- DIRECTIVE:
Lay out the stretch from the start of the items through the line containing "x=375, y=239" as a two-column CSV with the headers text and answer, one row per item. Put each item's text and its answer in a single quoted field, with line breaks replaced by spaces.

- DATA SUPPLIED:
^^^^^^^^^^^^^^^^
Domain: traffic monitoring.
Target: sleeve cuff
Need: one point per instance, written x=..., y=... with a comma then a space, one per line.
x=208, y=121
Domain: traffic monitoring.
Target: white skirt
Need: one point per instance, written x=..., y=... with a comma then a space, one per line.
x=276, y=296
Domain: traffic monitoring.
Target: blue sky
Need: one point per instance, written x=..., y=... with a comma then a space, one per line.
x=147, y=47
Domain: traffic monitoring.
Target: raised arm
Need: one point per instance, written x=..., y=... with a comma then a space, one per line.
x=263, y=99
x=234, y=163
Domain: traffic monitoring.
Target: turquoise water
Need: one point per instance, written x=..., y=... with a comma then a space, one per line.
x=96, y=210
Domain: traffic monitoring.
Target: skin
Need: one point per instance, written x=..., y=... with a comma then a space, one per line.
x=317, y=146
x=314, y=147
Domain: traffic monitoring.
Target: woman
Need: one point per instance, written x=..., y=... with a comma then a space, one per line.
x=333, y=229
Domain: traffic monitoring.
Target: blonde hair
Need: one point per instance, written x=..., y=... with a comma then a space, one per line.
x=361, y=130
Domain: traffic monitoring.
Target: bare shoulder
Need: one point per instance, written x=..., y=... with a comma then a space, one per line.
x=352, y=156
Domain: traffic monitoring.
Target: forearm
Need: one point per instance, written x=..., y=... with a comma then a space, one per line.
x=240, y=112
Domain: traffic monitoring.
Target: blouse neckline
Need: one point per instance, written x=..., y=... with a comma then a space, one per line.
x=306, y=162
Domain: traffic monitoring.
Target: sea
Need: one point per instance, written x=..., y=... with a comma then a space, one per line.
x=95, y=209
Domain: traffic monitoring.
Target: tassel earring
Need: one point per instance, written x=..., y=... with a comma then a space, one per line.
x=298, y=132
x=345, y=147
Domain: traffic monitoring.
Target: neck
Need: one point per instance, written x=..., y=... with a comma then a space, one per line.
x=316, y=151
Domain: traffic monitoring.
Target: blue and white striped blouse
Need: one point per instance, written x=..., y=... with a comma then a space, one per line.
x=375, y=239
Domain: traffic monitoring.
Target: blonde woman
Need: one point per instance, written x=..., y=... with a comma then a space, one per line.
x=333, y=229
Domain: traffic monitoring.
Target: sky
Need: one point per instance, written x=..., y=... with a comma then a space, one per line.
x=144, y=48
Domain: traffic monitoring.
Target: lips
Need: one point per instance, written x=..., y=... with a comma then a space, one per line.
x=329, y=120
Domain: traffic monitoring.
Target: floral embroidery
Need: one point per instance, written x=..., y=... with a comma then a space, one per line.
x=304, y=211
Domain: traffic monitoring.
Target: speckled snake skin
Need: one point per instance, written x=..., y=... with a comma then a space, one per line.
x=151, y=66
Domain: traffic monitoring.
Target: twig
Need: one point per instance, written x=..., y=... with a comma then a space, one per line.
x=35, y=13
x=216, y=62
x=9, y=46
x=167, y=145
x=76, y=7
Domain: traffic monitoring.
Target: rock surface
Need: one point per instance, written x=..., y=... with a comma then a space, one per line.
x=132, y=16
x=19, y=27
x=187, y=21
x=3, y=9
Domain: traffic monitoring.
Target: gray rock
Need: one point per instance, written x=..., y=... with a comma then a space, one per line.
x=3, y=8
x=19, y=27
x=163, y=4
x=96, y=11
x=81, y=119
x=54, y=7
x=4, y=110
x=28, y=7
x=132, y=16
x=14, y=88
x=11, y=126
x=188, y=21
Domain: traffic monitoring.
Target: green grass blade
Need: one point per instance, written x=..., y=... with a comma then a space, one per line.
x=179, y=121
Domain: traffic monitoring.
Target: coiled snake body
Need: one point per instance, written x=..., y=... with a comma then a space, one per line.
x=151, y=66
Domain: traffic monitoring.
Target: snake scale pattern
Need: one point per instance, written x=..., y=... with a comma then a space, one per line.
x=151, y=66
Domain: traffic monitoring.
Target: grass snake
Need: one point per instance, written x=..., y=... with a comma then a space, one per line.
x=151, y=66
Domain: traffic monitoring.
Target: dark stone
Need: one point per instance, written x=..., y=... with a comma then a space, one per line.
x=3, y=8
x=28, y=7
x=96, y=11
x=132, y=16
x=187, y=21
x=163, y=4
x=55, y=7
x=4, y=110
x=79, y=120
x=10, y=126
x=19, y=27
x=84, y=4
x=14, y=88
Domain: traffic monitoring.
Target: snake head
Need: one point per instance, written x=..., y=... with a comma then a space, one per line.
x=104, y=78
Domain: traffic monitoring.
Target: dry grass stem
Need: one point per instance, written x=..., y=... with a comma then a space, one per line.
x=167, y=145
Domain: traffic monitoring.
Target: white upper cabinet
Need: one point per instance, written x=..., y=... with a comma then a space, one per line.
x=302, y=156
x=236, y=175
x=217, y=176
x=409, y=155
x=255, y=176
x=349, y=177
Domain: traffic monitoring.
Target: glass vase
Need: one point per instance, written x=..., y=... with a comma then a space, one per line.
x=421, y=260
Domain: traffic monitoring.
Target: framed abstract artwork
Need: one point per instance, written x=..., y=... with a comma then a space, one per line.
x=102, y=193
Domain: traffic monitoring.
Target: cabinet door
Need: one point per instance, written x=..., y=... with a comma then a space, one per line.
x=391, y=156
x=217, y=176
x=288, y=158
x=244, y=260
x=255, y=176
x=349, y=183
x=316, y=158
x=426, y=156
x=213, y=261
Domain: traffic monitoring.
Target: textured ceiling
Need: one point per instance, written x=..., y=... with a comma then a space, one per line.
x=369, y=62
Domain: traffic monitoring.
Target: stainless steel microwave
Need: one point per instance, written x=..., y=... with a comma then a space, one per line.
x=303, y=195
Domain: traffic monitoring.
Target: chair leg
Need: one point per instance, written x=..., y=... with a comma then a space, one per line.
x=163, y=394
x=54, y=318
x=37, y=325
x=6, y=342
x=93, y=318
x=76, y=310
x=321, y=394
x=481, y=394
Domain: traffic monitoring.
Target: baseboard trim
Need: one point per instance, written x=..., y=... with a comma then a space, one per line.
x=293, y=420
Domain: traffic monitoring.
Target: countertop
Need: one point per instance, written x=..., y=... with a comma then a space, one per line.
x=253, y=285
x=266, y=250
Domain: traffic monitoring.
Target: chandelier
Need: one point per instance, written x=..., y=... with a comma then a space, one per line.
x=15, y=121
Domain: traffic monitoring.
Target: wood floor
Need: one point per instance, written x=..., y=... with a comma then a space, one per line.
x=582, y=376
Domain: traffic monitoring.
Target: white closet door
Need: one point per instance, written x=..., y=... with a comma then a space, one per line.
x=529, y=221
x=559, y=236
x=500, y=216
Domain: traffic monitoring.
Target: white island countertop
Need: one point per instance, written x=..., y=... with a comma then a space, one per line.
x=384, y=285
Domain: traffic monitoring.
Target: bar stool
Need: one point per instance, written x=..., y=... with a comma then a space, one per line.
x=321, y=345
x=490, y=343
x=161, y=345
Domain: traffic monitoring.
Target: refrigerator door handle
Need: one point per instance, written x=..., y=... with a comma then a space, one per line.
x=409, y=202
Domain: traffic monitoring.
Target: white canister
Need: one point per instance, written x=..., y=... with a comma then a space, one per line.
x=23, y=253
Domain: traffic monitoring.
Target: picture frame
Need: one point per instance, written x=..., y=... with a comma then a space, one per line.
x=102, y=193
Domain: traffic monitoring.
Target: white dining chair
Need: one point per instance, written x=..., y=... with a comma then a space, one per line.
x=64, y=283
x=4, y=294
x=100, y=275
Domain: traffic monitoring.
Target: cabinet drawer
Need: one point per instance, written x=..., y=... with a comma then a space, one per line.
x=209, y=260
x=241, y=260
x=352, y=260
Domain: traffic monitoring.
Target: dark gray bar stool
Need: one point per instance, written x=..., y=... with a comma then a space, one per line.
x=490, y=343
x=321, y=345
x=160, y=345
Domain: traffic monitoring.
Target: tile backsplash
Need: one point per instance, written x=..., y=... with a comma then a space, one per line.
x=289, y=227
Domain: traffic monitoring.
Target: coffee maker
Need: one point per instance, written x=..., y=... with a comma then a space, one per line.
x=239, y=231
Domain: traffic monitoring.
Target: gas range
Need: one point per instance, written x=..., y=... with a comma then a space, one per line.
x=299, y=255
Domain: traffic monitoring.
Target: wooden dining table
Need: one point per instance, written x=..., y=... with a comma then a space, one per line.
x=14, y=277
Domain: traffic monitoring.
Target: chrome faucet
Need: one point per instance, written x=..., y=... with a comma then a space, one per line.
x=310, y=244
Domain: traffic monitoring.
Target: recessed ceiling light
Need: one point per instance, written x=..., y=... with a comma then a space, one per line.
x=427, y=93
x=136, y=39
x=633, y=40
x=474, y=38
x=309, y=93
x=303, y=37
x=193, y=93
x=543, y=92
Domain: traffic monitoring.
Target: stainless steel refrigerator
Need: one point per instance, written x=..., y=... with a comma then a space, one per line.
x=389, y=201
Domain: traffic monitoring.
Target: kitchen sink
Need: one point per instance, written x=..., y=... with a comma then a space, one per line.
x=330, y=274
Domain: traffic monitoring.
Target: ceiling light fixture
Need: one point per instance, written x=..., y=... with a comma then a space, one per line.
^^^^^^^^^^^^^^^^
- EXPECTED ANSWER:
text,answer
"Domain: traffic monitoring. Target: sleeve cuff Need: one point per instance, written x=..., y=... with a comma then a space, one per line.","x=208, y=121"
"Domain: traffic monitoring. Target: white skirt Need: one point per instance, written x=..., y=... with a comma then a space, one per line.","x=276, y=296"
"Domain: traffic monitoring. Target: blue sky Need: one point per instance, written x=..., y=... with a comma then a space, one per line.","x=147, y=47"
"Domain: traffic monitoring. Target: raised arm Need: one point per instance, written x=..., y=... with a comma then a space, one per line.","x=263, y=99 x=234, y=163"
"Domain: traffic monitoring. Target: turquoise water Need: one point per instance, written x=..., y=... with a comma then a space, one per line.","x=96, y=210"
"Domain: traffic monitoring. Target: skin Need: one point per instance, written x=..., y=... with a comma then a space, one per line.","x=317, y=146 x=314, y=147"
"Domain: traffic monitoring. Target: woman Need: one point per instance, written x=..., y=... with a comma then a space, one per line.","x=333, y=229"
"Domain: traffic monitoring. Target: blonde hair Need: one point per instance, written x=..., y=... with a comma then a space, one per line.","x=361, y=130"
"Domain: traffic monitoring. Target: bare shoulder Need: one point per instance, written x=..., y=... with a comma then a space, one per line.","x=352, y=156"
"Domain: traffic monitoring. Target: forearm Need: one point per instance, written x=..., y=... with a comma then a space, one per line.","x=240, y=112"
"Domain: traffic monitoring. Target: blouse neckline Need: one point per instance, written x=..., y=... with a comma then a space, one per line.","x=306, y=162"
"Domain: traffic monitoring. Target: sea Need: one point per instance, written x=..., y=... with a comma then a space, one per line.","x=95, y=209"
"Domain: traffic monitoring. Target: tassel earring Need: one point per instance, written x=..., y=... with a comma then a space, one per line.","x=298, y=132 x=345, y=147"
"Domain: traffic monitoring. Target: neck Need: one point per instance, written x=..., y=... with a comma then a space, one per line.","x=316, y=151"
"Domain: traffic monitoring. Target: blue and white striped blouse Need: one point per instance, written x=..., y=... with a comma then a space, one per line.","x=375, y=239"